What the task requires> I need each line of the entries below that includes the string "road".

Excerpted data>
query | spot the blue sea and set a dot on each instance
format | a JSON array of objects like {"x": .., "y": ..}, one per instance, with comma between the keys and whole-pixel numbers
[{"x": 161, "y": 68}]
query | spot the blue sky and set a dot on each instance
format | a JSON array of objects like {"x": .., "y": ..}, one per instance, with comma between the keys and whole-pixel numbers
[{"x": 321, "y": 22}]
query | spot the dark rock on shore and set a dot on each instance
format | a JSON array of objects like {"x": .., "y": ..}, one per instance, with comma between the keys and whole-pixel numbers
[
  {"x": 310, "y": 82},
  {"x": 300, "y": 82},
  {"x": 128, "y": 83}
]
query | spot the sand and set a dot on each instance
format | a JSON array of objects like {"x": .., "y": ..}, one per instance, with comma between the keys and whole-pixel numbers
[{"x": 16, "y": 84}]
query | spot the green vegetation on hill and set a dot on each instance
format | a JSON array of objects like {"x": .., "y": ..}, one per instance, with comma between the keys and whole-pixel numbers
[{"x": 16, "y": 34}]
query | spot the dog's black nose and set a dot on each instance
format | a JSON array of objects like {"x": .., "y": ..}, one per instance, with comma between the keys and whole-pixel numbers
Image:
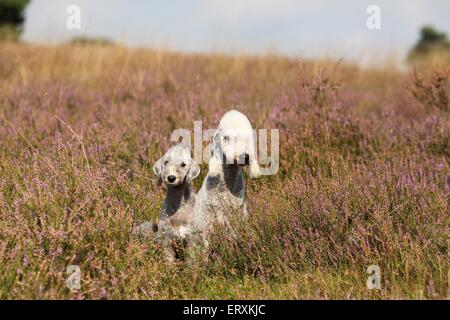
[{"x": 244, "y": 159}]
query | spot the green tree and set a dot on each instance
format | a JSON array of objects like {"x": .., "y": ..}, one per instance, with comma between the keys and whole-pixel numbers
[
  {"x": 12, "y": 18},
  {"x": 431, "y": 40}
]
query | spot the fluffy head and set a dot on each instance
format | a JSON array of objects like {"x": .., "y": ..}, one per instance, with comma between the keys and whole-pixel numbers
[
  {"x": 234, "y": 143},
  {"x": 176, "y": 166}
]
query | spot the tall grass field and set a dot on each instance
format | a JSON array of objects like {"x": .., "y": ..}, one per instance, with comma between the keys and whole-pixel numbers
[{"x": 364, "y": 175}]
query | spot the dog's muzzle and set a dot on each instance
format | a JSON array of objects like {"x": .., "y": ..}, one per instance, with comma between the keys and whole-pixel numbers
[{"x": 243, "y": 159}]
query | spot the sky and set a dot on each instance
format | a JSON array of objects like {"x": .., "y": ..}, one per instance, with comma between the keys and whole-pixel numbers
[{"x": 308, "y": 28}]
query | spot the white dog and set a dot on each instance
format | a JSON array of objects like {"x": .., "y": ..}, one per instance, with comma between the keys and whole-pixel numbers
[
  {"x": 223, "y": 190},
  {"x": 176, "y": 170}
]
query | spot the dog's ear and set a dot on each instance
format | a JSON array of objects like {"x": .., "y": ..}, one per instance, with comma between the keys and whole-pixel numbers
[
  {"x": 157, "y": 169},
  {"x": 253, "y": 170},
  {"x": 194, "y": 170},
  {"x": 215, "y": 162}
]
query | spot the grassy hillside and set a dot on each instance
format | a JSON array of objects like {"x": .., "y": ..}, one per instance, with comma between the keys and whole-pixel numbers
[{"x": 364, "y": 175}]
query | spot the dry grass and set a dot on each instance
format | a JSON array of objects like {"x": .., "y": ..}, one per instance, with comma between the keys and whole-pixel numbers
[{"x": 364, "y": 175}]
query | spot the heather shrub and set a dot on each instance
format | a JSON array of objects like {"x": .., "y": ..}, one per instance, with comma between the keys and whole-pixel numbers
[{"x": 363, "y": 179}]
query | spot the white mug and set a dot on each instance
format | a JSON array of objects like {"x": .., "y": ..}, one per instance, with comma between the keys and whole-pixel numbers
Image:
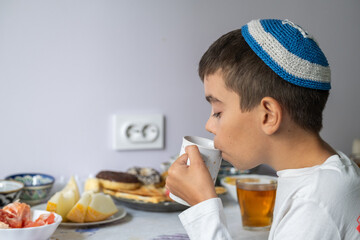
[{"x": 210, "y": 155}]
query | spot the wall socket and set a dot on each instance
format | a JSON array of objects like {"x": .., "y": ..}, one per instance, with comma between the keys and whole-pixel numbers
[{"x": 132, "y": 132}]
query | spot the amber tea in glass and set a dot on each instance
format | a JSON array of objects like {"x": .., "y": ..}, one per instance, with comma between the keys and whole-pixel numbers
[{"x": 256, "y": 196}]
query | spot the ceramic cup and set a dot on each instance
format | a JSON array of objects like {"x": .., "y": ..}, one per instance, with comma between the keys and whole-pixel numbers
[{"x": 210, "y": 155}]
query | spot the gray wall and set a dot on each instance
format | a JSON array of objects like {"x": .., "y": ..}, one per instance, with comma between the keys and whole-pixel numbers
[{"x": 67, "y": 66}]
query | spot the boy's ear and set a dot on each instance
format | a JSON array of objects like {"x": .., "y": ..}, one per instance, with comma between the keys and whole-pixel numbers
[{"x": 271, "y": 115}]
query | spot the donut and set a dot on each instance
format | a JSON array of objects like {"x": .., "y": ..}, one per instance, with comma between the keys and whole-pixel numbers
[
  {"x": 118, "y": 180},
  {"x": 146, "y": 175}
]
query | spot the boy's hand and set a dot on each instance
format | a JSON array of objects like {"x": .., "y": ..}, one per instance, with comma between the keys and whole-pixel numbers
[{"x": 193, "y": 182}]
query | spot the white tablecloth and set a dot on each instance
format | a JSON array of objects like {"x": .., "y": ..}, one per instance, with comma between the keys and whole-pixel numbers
[{"x": 142, "y": 225}]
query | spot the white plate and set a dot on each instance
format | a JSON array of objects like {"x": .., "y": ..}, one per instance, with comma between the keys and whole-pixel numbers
[
  {"x": 117, "y": 216},
  {"x": 32, "y": 233}
]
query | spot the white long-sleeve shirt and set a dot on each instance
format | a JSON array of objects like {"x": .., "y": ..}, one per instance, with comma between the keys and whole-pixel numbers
[{"x": 320, "y": 202}]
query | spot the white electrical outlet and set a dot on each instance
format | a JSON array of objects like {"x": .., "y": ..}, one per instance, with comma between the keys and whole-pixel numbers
[{"x": 138, "y": 132}]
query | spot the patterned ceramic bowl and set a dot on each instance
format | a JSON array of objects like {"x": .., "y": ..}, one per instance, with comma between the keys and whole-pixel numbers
[
  {"x": 37, "y": 186},
  {"x": 9, "y": 191}
]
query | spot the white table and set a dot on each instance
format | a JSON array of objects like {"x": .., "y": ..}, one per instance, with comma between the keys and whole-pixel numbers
[{"x": 142, "y": 225}]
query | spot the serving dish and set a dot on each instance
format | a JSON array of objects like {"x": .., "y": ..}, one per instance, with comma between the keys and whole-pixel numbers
[
  {"x": 37, "y": 186},
  {"x": 32, "y": 233},
  {"x": 117, "y": 216},
  {"x": 151, "y": 207},
  {"x": 9, "y": 191}
]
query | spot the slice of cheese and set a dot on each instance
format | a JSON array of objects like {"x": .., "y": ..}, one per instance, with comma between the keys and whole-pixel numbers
[
  {"x": 62, "y": 202},
  {"x": 92, "y": 184},
  {"x": 78, "y": 212},
  {"x": 73, "y": 185},
  {"x": 100, "y": 208}
]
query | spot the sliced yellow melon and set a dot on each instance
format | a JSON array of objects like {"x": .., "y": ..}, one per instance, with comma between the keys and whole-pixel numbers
[
  {"x": 100, "y": 208},
  {"x": 78, "y": 212}
]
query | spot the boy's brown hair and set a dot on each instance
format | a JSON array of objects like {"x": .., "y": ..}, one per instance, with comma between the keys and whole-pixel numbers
[{"x": 247, "y": 75}]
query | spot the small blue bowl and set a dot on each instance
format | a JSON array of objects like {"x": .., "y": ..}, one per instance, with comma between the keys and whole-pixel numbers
[
  {"x": 37, "y": 186},
  {"x": 9, "y": 191}
]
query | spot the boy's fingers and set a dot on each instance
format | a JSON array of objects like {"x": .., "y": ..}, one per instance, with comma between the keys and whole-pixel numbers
[
  {"x": 194, "y": 155},
  {"x": 182, "y": 159}
]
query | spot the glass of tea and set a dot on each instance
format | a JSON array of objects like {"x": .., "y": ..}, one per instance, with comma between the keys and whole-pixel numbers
[{"x": 256, "y": 196}]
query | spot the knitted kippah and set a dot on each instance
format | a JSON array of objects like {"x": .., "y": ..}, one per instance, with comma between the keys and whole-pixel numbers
[{"x": 289, "y": 51}]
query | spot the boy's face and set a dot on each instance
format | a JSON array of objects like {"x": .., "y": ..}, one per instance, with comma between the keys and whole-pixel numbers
[{"x": 237, "y": 134}]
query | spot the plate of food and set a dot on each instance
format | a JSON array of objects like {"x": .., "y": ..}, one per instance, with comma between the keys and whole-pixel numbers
[
  {"x": 82, "y": 209},
  {"x": 120, "y": 214},
  {"x": 141, "y": 189},
  {"x": 138, "y": 188}
]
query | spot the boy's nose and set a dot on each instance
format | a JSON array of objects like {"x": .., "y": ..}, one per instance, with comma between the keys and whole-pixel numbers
[{"x": 210, "y": 126}]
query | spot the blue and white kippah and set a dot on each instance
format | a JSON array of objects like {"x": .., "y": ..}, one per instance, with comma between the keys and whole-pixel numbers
[{"x": 289, "y": 51}]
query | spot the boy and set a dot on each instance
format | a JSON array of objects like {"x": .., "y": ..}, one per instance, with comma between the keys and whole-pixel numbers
[{"x": 267, "y": 84}]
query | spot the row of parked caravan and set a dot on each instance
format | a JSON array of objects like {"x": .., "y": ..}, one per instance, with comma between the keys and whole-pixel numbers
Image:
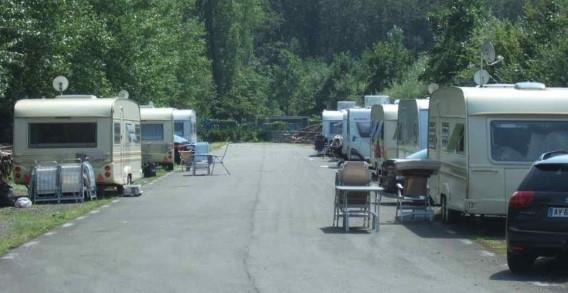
[
  {"x": 117, "y": 136},
  {"x": 486, "y": 139}
]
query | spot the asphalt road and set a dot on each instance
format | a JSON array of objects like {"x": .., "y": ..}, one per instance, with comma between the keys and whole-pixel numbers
[{"x": 265, "y": 228}]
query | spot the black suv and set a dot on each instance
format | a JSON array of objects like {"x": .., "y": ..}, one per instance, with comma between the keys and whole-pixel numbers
[{"x": 537, "y": 220}]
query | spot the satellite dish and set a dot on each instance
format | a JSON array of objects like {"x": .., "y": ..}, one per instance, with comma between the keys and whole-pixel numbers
[
  {"x": 123, "y": 94},
  {"x": 481, "y": 77},
  {"x": 60, "y": 83},
  {"x": 488, "y": 52},
  {"x": 433, "y": 87}
]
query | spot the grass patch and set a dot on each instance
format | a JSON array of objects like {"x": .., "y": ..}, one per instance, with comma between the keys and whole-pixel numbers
[
  {"x": 216, "y": 145},
  {"x": 18, "y": 226},
  {"x": 498, "y": 246},
  {"x": 159, "y": 173}
]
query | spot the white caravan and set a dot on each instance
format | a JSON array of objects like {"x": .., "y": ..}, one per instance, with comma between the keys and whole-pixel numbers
[
  {"x": 105, "y": 130},
  {"x": 157, "y": 135},
  {"x": 383, "y": 143},
  {"x": 331, "y": 124},
  {"x": 412, "y": 127},
  {"x": 356, "y": 133},
  {"x": 486, "y": 140},
  {"x": 185, "y": 125},
  {"x": 344, "y": 105},
  {"x": 371, "y": 100}
]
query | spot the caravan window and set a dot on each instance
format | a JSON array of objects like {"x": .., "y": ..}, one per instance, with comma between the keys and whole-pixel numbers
[
  {"x": 152, "y": 131},
  {"x": 525, "y": 141},
  {"x": 117, "y": 133},
  {"x": 137, "y": 131},
  {"x": 131, "y": 134},
  {"x": 456, "y": 143},
  {"x": 178, "y": 128},
  {"x": 63, "y": 135},
  {"x": 432, "y": 135},
  {"x": 335, "y": 127}
]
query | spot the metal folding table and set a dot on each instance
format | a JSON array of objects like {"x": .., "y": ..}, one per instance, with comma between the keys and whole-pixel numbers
[{"x": 345, "y": 210}]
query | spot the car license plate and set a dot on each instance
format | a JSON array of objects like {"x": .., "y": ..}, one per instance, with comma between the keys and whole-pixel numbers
[{"x": 558, "y": 212}]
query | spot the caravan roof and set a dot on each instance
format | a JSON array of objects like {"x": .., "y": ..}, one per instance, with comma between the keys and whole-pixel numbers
[
  {"x": 74, "y": 106},
  {"x": 331, "y": 115},
  {"x": 386, "y": 111},
  {"x": 184, "y": 114},
  {"x": 156, "y": 114},
  {"x": 456, "y": 101}
]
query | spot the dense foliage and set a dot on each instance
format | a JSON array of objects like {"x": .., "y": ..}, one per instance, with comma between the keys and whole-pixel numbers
[{"x": 248, "y": 59}]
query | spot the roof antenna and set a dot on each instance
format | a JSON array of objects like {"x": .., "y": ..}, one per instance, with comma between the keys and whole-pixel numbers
[{"x": 60, "y": 84}]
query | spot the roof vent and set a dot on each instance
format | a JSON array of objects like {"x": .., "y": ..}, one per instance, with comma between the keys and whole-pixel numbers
[
  {"x": 529, "y": 85},
  {"x": 76, "y": 97}
]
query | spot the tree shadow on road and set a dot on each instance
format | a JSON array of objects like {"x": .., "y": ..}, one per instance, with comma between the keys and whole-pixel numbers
[
  {"x": 468, "y": 227},
  {"x": 547, "y": 271}
]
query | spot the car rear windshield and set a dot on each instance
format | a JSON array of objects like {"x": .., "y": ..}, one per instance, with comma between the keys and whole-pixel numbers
[
  {"x": 63, "y": 135},
  {"x": 546, "y": 177}
]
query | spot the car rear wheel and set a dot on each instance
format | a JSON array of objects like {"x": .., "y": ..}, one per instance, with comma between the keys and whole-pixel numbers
[{"x": 520, "y": 262}]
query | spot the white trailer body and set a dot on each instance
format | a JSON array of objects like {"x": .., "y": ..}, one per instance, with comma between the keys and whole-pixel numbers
[
  {"x": 331, "y": 124},
  {"x": 344, "y": 105},
  {"x": 486, "y": 140},
  {"x": 185, "y": 124},
  {"x": 383, "y": 143},
  {"x": 158, "y": 135},
  {"x": 412, "y": 128},
  {"x": 106, "y": 131}
]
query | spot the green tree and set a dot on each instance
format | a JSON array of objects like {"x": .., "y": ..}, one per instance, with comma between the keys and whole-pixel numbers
[{"x": 453, "y": 25}]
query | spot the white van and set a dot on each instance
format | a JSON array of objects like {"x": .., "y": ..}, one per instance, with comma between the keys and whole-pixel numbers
[
  {"x": 105, "y": 130},
  {"x": 331, "y": 124},
  {"x": 412, "y": 127},
  {"x": 356, "y": 133},
  {"x": 157, "y": 136},
  {"x": 185, "y": 125},
  {"x": 383, "y": 143},
  {"x": 487, "y": 138}
]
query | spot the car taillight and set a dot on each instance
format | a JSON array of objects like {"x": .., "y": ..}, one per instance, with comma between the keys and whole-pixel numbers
[{"x": 521, "y": 199}]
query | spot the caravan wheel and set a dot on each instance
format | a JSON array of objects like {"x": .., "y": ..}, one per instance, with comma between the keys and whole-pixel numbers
[{"x": 449, "y": 216}]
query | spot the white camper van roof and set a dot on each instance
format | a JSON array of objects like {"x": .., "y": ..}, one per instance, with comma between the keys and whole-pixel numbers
[
  {"x": 157, "y": 114},
  {"x": 456, "y": 101},
  {"x": 186, "y": 114},
  {"x": 76, "y": 106},
  {"x": 331, "y": 115},
  {"x": 388, "y": 112}
]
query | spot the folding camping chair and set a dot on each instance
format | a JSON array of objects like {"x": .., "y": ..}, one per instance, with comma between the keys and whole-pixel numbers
[
  {"x": 201, "y": 158},
  {"x": 353, "y": 191},
  {"x": 186, "y": 158},
  {"x": 413, "y": 199},
  {"x": 219, "y": 160}
]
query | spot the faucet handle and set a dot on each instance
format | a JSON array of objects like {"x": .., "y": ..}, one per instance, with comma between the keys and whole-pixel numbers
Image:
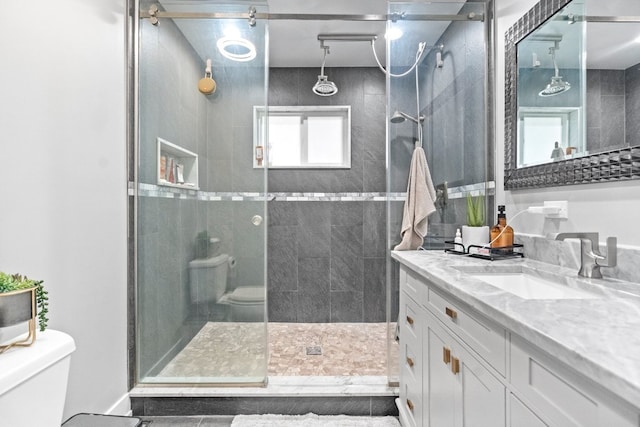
[{"x": 611, "y": 258}]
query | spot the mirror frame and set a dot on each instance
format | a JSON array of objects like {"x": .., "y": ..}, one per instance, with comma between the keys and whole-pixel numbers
[{"x": 587, "y": 169}]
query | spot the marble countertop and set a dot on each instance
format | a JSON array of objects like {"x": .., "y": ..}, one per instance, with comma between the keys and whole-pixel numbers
[{"x": 599, "y": 337}]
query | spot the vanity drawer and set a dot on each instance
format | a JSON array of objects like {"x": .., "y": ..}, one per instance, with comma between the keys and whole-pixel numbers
[
  {"x": 410, "y": 405},
  {"x": 484, "y": 336},
  {"x": 410, "y": 322}
]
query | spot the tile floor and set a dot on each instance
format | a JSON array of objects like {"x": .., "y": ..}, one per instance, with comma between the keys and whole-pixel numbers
[
  {"x": 213, "y": 421},
  {"x": 296, "y": 349}
]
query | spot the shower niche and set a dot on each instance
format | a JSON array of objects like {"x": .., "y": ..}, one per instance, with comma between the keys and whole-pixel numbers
[{"x": 177, "y": 166}]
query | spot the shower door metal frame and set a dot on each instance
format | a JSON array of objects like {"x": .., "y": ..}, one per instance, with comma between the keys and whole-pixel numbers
[
  {"x": 135, "y": 14},
  {"x": 133, "y": 156}
]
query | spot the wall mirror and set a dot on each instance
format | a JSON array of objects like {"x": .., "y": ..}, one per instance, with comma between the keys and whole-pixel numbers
[
  {"x": 294, "y": 137},
  {"x": 572, "y": 92}
]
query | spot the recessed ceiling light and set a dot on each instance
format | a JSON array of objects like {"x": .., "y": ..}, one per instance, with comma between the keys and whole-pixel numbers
[
  {"x": 236, "y": 48},
  {"x": 393, "y": 33}
]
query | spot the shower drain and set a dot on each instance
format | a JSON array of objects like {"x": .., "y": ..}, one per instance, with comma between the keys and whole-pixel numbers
[{"x": 315, "y": 350}]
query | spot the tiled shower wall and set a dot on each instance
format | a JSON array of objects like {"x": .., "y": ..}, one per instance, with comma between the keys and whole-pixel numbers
[
  {"x": 613, "y": 101},
  {"x": 326, "y": 250},
  {"x": 219, "y": 129},
  {"x": 457, "y": 143},
  {"x": 165, "y": 225}
]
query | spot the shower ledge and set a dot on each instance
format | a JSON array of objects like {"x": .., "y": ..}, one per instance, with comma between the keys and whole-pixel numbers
[{"x": 311, "y": 386}]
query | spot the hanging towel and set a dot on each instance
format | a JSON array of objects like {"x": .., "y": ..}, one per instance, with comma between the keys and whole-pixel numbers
[{"x": 420, "y": 203}]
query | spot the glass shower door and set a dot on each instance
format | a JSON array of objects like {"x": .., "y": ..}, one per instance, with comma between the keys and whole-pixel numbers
[{"x": 200, "y": 202}]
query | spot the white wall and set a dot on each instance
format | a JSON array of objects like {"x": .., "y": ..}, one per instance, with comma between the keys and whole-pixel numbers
[
  {"x": 608, "y": 208},
  {"x": 63, "y": 179}
]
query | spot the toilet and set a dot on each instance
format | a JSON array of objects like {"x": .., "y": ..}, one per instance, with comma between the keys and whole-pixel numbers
[
  {"x": 33, "y": 381},
  {"x": 208, "y": 284}
]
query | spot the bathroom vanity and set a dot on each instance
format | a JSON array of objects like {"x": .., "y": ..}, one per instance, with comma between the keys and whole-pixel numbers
[{"x": 515, "y": 343}]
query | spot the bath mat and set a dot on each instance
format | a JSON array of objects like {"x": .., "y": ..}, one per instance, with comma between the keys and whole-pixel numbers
[{"x": 312, "y": 420}]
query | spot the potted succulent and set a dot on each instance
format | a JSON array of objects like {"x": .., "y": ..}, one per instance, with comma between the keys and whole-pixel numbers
[
  {"x": 475, "y": 232},
  {"x": 22, "y": 299}
]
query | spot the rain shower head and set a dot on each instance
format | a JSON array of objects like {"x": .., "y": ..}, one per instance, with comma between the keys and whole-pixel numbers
[
  {"x": 399, "y": 117},
  {"x": 557, "y": 85},
  {"x": 324, "y": 87}
]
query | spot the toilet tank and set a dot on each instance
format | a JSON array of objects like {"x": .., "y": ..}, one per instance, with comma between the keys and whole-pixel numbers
[
  {"x": 208, "y": 278},
  {"x": 33, "y": 381}
]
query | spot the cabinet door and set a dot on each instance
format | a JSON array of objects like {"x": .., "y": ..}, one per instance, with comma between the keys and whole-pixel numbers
[
  {"x": 440, "y": 382},
  {"x": 482, "y": 396},
  {"x": 521, "y": 416},
  {"x": 459, "y": 390}
]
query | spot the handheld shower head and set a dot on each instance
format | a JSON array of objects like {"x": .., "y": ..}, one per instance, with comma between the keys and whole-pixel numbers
[
  {"x": 399, "y": 117},
  {"x": 324, "y": 87}
]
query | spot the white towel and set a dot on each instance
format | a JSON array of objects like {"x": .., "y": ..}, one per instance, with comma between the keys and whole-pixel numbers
[{"x": 420, "y": 203}]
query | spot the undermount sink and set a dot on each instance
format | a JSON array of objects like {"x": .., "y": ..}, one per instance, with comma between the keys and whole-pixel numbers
[
  {"x": 528, "y": 286},
  {"x": 530, "y": 283}
]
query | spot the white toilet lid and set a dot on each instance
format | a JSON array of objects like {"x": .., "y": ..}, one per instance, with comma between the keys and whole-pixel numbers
[{"x": 247, "y": 294}]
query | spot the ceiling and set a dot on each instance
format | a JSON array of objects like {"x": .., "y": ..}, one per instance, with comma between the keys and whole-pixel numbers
[
  {"x": 294, "y": 43},
  {"x": 610, "y": 45}
]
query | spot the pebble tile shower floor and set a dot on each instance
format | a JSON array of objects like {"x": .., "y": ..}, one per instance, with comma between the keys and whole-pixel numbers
[{"x": 296, "y": 349}]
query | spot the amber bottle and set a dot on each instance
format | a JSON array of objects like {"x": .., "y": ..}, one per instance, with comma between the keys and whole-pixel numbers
[{"x": 506, "y": 238}]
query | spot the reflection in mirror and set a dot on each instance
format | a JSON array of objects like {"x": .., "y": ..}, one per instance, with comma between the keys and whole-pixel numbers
[
  {"x": 550, "y": 93},
  {"x": 572, "y": 87},
  {"x": 316, "y": 137}
]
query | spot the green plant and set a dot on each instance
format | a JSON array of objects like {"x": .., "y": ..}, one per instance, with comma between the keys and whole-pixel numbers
[
  {"x": 475, "y": 211},
  {"x": 17, "y": 282}
]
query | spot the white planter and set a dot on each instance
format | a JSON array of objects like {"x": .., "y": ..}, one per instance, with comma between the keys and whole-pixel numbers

Exercise output>
query | spot the asphalt road and set a dot on each instance
query | spot the tree shadow on road and set a dot on each instance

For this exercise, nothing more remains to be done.